Top of Excerpted passage
Operator: Welcome to the Second Quarter 2013 Tenet Healthcare Earnings Conference Call. My name is Cliff, and I'll be your operator today. At this time, all participants are in a listen-only mode. Later, we will conduct a question-and-answer session. Please note that this conference is being recorded.
I'd now like to turn the call over to Mr. Thomas Rice, Senior Vice President of Investor Relations. Mr. Rice, you may begin.
Thomas R. Rice - SVP, IR: Thank you, operator, and good morning, everyone. Tenet's management will be making forward-looking statements on this call. These statements are qualified by the cautionary note on forward-looking statements contained in our Annual Report on Form 10-K. During the question-and-answer portion of the call, callers are requested to limit themselves to one question and one follow-up question.
At this time, I will turn the call over to Trevor Fetter, Tenet's President and CEO.
Trevor Fetter - President and CEO: Thank you, Tom, and thank you all for joining us this morning. I want to start by updating you on the progress we're making towards completing the Vanguard acquisition and planning for a successful integration.
Bottom of Excerpted passage
> Task statement
Using the call transcript above, say whether each statement agrees with it. Answer yes or no, and quote the words that decide it. (a) The call covers the second quarter of 2013. (b) Callers may ask as many questions as they like. (c) Thomas Rice is Tenet's President and CEO.
Top of Listed records
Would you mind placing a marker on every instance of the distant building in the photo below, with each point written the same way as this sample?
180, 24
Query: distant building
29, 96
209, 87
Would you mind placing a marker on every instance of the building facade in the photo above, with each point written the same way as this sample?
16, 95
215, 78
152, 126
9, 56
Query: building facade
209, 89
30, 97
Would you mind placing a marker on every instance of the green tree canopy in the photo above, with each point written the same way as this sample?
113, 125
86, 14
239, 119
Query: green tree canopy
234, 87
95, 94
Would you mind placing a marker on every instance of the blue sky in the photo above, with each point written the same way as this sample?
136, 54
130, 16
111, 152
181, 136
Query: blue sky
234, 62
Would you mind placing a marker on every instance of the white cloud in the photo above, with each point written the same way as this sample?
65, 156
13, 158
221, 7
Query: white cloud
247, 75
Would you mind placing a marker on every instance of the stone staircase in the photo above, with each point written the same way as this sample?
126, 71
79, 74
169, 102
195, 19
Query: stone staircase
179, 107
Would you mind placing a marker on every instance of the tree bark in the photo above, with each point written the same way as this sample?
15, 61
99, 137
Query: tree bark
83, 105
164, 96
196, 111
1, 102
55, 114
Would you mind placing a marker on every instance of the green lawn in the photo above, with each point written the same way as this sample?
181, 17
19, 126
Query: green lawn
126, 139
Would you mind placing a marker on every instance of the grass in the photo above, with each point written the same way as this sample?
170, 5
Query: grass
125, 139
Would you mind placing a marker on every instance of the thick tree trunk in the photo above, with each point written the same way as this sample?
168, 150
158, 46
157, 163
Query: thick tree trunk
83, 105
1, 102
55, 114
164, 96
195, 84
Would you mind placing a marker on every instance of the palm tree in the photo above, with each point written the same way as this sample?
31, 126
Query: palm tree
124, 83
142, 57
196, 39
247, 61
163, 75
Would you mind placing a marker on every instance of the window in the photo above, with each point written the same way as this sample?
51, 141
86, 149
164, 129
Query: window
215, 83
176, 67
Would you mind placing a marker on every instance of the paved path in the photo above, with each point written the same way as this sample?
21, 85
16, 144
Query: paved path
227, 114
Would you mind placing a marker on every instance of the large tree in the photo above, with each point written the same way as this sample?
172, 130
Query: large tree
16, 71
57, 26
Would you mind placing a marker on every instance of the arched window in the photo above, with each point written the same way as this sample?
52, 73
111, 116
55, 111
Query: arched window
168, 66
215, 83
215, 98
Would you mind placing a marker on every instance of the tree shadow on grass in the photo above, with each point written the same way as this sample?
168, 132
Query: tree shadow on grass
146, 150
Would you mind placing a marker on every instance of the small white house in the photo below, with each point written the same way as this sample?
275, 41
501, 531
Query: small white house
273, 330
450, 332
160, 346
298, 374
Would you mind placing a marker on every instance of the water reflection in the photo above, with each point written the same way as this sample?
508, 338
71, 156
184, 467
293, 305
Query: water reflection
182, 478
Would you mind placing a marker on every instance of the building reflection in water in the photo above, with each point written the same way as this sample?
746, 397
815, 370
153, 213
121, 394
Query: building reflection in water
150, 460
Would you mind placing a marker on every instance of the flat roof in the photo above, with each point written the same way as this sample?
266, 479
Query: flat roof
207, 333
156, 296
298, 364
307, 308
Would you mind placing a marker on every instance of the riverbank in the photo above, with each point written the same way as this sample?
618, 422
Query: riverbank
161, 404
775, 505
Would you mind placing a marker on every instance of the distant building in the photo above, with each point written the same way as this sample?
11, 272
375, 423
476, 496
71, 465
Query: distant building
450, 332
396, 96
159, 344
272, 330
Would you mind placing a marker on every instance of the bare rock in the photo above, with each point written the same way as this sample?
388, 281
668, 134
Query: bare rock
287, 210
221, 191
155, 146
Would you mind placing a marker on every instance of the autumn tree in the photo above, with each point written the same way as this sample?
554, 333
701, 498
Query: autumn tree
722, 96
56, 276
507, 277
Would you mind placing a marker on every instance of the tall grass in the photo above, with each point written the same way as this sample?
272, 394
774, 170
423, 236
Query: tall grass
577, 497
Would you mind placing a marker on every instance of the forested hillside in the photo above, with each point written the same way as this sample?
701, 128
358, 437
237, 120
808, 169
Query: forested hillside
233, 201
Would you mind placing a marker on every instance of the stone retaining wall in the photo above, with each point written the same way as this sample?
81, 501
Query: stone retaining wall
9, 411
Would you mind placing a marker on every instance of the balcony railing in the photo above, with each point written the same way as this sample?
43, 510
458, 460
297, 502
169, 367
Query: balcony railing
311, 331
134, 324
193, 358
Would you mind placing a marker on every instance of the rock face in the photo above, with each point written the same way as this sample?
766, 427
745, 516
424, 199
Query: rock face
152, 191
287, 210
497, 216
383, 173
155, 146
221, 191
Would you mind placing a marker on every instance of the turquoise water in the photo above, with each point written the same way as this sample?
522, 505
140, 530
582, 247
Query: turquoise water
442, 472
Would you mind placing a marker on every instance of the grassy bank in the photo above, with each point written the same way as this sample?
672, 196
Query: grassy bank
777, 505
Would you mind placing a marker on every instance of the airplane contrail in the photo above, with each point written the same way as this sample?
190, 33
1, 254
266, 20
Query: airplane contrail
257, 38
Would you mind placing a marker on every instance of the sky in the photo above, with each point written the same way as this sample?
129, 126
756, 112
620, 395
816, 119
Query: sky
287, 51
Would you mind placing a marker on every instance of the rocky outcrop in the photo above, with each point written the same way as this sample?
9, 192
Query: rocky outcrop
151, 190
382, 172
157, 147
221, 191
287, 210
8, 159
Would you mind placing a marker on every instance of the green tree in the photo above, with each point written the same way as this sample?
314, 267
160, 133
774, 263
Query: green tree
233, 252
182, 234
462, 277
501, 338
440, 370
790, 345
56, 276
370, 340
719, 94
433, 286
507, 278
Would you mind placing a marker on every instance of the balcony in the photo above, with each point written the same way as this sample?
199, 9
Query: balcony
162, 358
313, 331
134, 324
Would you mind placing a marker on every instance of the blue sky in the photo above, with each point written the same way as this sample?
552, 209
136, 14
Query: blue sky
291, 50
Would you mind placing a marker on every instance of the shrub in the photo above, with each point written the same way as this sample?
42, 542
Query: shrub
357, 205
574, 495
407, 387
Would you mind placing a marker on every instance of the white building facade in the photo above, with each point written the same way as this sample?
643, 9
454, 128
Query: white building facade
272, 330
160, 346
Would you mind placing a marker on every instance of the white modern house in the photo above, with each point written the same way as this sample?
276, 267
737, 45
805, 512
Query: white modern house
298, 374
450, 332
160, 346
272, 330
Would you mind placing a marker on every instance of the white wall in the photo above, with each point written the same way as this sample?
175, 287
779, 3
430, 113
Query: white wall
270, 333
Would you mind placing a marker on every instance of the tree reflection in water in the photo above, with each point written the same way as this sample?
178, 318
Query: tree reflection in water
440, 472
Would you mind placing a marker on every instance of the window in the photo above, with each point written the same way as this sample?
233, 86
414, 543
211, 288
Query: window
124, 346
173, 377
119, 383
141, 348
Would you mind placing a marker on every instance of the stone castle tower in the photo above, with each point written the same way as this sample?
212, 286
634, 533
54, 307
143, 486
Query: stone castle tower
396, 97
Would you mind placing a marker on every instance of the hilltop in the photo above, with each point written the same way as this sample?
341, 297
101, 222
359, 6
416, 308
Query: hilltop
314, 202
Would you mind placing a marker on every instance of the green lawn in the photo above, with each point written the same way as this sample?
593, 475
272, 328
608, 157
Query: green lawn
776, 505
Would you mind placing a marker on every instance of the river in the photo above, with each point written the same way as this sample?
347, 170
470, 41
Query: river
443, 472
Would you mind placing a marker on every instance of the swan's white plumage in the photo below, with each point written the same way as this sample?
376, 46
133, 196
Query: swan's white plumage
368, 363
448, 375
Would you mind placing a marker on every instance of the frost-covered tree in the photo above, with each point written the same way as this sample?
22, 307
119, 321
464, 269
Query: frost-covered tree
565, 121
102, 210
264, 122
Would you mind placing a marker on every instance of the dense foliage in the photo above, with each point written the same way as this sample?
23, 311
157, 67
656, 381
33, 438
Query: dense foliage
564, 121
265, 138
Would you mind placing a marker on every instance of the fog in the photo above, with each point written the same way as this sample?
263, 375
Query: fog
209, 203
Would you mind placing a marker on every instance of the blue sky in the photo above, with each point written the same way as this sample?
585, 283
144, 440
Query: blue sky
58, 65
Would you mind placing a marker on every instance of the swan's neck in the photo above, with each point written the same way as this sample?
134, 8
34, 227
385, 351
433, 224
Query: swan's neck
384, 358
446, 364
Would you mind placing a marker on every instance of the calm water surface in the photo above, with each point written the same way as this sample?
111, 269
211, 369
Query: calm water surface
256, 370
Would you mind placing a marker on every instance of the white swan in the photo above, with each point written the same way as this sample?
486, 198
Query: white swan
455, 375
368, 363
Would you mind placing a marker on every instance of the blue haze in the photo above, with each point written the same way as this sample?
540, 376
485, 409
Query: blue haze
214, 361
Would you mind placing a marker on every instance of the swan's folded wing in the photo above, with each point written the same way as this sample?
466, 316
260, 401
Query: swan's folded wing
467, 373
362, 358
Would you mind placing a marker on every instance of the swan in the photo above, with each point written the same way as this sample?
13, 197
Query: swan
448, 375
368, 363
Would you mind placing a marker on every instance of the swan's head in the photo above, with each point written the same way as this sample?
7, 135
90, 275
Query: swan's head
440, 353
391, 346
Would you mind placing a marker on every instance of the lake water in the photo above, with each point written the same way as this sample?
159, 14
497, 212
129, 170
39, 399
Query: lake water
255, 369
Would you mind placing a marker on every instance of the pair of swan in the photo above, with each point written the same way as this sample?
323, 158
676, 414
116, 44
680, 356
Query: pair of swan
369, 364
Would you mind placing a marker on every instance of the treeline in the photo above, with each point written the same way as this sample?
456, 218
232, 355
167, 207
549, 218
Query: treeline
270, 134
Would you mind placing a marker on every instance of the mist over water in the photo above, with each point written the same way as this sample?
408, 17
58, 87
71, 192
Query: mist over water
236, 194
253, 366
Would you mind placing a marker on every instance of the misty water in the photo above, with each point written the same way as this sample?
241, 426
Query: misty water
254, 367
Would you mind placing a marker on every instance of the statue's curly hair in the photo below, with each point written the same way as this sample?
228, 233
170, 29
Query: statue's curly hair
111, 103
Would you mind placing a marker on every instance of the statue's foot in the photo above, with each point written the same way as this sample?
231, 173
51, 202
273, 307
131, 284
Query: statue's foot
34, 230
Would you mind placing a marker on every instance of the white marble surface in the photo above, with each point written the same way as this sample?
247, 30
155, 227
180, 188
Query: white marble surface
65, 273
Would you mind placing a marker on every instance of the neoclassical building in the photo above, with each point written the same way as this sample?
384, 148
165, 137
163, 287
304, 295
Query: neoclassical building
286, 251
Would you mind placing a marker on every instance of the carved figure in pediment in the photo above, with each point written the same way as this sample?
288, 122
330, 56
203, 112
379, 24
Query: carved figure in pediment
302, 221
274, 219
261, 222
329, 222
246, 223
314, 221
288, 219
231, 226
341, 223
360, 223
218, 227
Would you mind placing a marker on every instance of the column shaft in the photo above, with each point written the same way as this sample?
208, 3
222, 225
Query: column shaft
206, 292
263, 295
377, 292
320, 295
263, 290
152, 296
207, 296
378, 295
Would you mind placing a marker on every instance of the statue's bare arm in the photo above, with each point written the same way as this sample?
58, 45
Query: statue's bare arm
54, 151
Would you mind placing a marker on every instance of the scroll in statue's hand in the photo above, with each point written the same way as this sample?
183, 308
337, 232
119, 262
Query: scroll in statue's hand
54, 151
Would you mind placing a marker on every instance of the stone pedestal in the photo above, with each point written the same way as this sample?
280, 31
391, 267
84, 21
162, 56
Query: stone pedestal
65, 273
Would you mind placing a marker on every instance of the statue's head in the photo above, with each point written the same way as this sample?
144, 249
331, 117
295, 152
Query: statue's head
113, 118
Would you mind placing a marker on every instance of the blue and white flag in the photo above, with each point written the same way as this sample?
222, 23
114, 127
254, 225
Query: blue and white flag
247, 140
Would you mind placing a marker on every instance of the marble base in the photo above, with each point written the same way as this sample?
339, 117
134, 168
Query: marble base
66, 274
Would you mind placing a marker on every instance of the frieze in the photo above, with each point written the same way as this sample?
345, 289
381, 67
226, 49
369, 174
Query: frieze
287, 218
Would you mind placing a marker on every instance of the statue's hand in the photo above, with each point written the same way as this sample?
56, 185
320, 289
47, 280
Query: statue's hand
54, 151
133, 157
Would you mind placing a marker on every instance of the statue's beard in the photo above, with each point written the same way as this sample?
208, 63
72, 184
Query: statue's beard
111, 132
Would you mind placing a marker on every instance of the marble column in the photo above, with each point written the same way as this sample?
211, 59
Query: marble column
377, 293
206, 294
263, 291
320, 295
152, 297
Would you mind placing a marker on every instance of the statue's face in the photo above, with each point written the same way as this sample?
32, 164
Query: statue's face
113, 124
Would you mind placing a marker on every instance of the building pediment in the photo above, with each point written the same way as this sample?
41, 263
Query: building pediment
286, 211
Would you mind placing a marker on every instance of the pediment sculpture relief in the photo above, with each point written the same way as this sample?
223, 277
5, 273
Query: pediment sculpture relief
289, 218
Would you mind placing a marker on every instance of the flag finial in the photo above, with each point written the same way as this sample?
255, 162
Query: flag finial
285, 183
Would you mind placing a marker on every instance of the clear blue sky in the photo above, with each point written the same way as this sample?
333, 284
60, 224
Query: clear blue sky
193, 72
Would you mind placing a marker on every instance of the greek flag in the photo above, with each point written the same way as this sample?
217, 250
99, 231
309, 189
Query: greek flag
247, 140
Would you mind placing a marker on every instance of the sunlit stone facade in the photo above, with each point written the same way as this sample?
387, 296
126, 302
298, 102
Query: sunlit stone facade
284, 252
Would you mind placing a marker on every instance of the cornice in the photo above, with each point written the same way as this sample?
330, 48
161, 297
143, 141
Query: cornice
Bottom of Listed records
> Exercise response
(a) Yes: "Welcome to the Second Quarter 2013 Tenet Healthcare Earnings Conference Call."
(b) No: "callers are requested to limit themselves to one question and one follow-up question."
(c) No: "Mr. Thomas Rice, Senior Vice President of Investor Relations."